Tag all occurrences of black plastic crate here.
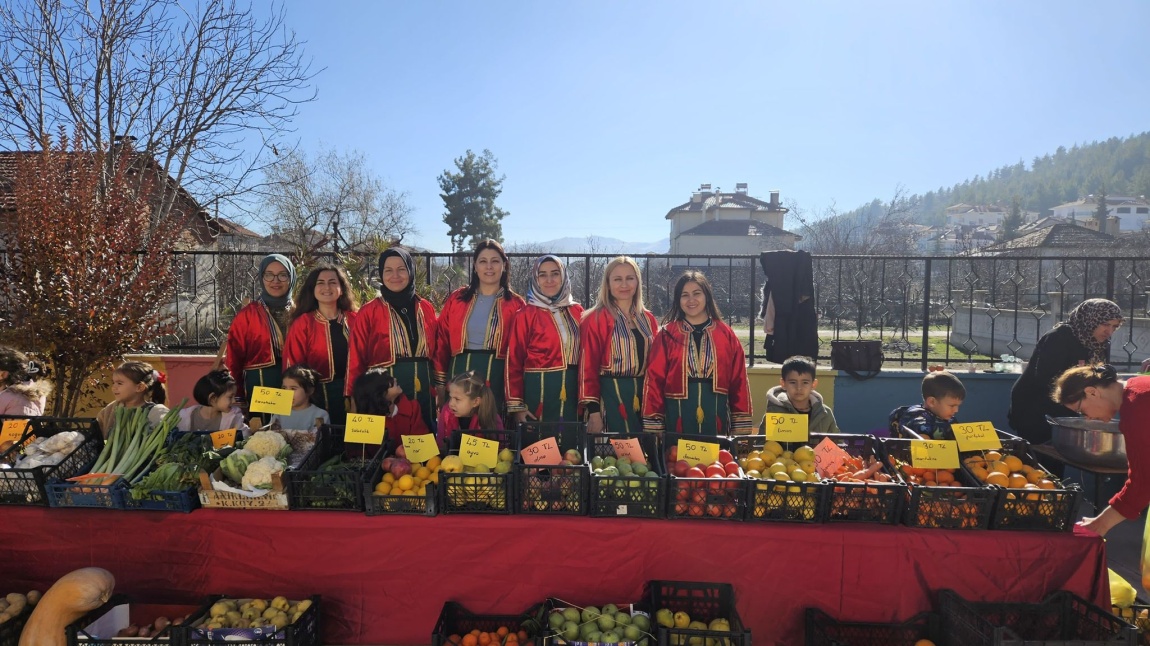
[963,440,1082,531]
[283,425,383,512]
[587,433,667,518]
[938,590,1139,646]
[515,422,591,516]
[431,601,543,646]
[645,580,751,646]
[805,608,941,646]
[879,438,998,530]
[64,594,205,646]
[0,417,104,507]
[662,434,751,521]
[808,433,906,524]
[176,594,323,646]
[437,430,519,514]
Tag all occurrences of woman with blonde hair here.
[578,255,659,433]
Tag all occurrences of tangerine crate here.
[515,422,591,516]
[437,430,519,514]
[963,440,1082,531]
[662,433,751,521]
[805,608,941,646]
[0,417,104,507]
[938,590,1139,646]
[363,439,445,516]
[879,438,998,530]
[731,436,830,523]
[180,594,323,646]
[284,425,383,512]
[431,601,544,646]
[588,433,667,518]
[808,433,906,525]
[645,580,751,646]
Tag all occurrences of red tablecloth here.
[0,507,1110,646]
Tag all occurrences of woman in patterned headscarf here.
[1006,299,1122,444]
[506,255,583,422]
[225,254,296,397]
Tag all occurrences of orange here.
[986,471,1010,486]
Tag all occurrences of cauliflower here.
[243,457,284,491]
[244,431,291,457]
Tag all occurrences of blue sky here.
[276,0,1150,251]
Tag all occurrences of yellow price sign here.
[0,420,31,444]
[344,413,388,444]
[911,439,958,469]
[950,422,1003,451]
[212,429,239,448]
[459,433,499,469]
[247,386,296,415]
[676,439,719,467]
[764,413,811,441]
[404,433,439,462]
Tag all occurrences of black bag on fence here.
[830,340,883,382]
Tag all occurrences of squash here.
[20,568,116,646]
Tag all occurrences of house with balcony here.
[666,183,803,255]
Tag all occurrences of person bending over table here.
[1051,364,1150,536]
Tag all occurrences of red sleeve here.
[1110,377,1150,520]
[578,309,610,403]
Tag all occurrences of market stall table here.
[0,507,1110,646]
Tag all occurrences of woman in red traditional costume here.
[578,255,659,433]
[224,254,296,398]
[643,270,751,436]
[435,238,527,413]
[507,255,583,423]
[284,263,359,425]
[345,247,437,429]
****************
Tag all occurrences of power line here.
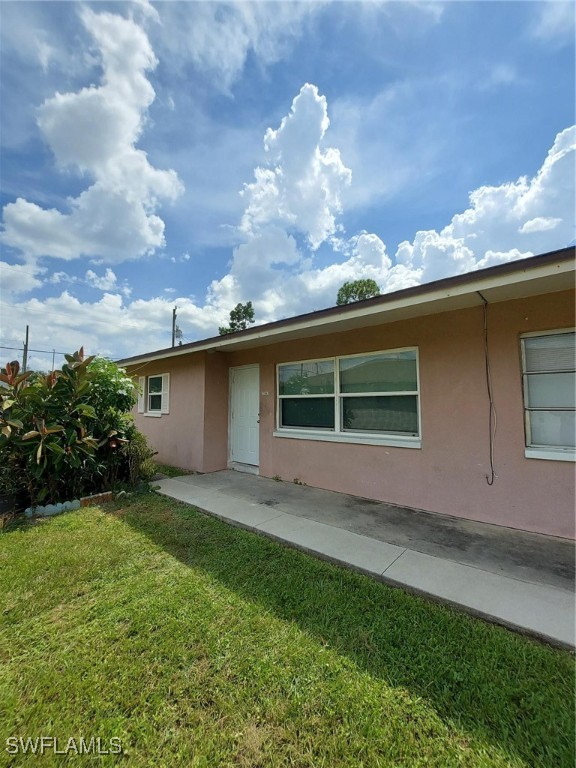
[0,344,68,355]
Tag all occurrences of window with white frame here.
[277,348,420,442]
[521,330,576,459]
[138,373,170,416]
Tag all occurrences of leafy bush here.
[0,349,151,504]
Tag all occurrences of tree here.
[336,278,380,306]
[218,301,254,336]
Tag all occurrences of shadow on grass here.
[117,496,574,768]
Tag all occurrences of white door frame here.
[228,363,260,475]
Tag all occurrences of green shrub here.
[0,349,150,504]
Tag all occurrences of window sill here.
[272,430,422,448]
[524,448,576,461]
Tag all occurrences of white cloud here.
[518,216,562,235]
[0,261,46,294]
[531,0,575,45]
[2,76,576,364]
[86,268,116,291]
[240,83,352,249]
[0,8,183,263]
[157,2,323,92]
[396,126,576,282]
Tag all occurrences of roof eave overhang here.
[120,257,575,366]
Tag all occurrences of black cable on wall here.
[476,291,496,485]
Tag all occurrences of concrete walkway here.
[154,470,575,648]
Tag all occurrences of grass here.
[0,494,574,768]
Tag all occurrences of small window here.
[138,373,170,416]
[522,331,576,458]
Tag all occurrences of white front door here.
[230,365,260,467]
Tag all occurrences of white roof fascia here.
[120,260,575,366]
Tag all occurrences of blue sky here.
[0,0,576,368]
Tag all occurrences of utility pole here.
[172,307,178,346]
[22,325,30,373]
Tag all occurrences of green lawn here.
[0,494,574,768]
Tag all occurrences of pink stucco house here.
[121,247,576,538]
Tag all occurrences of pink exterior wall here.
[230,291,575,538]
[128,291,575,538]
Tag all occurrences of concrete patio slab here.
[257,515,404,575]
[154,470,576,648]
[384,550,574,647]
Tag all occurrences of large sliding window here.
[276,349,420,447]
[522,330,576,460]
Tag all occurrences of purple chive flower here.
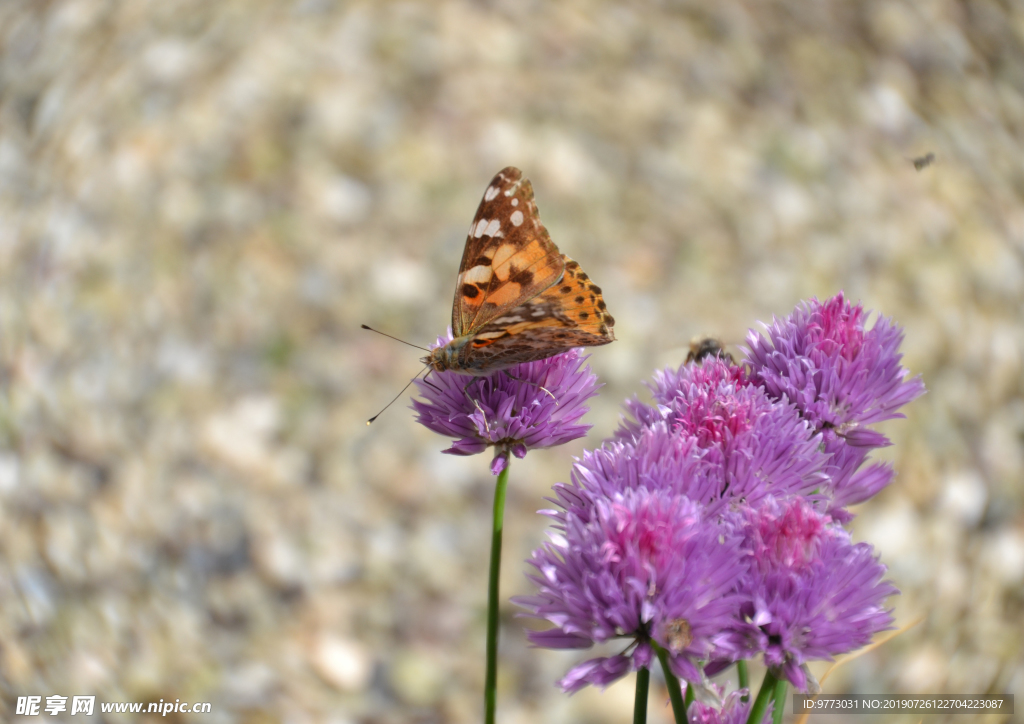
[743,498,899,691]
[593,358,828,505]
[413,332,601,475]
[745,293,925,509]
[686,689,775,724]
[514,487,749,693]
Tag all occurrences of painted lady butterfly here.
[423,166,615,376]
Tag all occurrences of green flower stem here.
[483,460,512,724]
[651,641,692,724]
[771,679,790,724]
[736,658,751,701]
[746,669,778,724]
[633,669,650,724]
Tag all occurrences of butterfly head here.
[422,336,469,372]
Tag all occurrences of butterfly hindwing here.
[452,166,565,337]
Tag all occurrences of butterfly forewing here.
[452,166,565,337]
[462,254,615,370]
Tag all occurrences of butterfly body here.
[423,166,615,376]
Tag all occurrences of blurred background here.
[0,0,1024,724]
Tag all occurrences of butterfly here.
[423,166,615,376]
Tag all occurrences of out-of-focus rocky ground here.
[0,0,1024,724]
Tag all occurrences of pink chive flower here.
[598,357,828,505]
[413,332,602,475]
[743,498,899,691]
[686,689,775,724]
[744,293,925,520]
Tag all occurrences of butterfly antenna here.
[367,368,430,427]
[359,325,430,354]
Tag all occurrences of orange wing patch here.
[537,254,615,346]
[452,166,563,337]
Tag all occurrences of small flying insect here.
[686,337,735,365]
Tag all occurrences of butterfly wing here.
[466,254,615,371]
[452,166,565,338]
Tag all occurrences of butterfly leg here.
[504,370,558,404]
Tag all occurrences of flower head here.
****************
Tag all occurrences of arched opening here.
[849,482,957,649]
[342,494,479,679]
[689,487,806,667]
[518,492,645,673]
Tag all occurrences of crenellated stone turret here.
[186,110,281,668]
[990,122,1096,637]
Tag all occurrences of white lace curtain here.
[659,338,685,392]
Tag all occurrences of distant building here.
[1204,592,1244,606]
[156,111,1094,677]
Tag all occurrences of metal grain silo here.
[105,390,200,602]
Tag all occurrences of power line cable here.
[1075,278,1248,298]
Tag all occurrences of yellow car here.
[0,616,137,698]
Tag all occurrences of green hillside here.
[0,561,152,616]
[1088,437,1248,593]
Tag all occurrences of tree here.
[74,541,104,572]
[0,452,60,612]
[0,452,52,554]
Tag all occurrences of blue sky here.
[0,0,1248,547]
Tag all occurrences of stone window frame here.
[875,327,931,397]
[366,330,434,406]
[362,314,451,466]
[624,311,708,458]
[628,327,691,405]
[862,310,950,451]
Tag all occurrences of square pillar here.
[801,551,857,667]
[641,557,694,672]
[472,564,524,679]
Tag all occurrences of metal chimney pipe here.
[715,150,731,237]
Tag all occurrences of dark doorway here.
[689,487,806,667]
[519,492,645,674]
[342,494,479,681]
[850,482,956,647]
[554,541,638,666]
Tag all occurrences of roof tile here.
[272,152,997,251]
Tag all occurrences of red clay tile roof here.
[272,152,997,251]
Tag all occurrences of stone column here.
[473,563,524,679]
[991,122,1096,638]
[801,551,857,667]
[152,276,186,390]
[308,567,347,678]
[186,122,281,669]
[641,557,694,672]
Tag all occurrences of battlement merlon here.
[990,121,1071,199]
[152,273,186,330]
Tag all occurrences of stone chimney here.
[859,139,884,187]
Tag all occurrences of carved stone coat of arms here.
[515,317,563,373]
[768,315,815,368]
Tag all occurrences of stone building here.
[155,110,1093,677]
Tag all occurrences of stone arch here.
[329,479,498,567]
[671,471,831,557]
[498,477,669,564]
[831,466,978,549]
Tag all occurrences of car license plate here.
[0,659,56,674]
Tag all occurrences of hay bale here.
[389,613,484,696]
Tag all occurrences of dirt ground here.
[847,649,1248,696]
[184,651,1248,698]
****************
EXERCISE PROMPT
Format the lines from the one containing "Tag all occurrences of red tablecloth here." through the one containing "[345,247,437,429]", inclusive, as a JSON list of strings with one string per line, skipping any blank lines.

TASK ANSWER
[
  "Tag all occurrences of red tablecloth here.",
  "[0,507,1110,646]",
  "Tag all occurrences of woman in patterned headscarf here.",
  "[1006,299,1122,444]",
  "[506,255,583,422]",
  "[225,254,296,397]",
  "Tag all occurrences of orange here.",
  "[986,471,1010,486]",
  "Tag all occurrences of cauliflower here.",
  "[243,457,284,491]",
  "[244,431,291,457]",
  "Tag all occurrences of blue sky here.",
  "[276,0,1150,251]",
  "Tag all occurrences of yellow price sign here.",
  "[0,420,31,444]",
  "[344,413,388,444]",
  "[911,439,958,469]",
  "[950,422,1003,451]",
  "[212,429,239,448]",
  "[459,433,499,469]",
  "[247,386,296,415]",
  "[676,439,719,467]",
  "[764,413,811,441]",
  "[404,433,439,462]",
  "Tag all occurrences of black bag on fence here.",
  "[830,340,883,382]",
  "Tag all occurrences of squash here.",
  "[20,568,116,646]",
  "Tag all occurrences of house with balcony here.",
  "[666,183,803,255]",
  "Tag all occurrences of person bending over table here.",
  "[1051,364,1150,536]",
  "Tag all occurrences of red sleeve here.",
  "[1110,377,1150,520]",
  "[578,309,610,403]",
  "Tag all occurrences of market stall table here.",
  "[0,507,1110,646]",
  "Tag all occurrences of woman in red traditional costume here.",
  "[578,255,659,433]",
  "[224,254,296,398]",
  "[643,270,751,436]",
  "[435,238,527,413]",
  "[507,255,583,423]",
  "[284,263,359,425]",
  "[345,247,437,429]"
]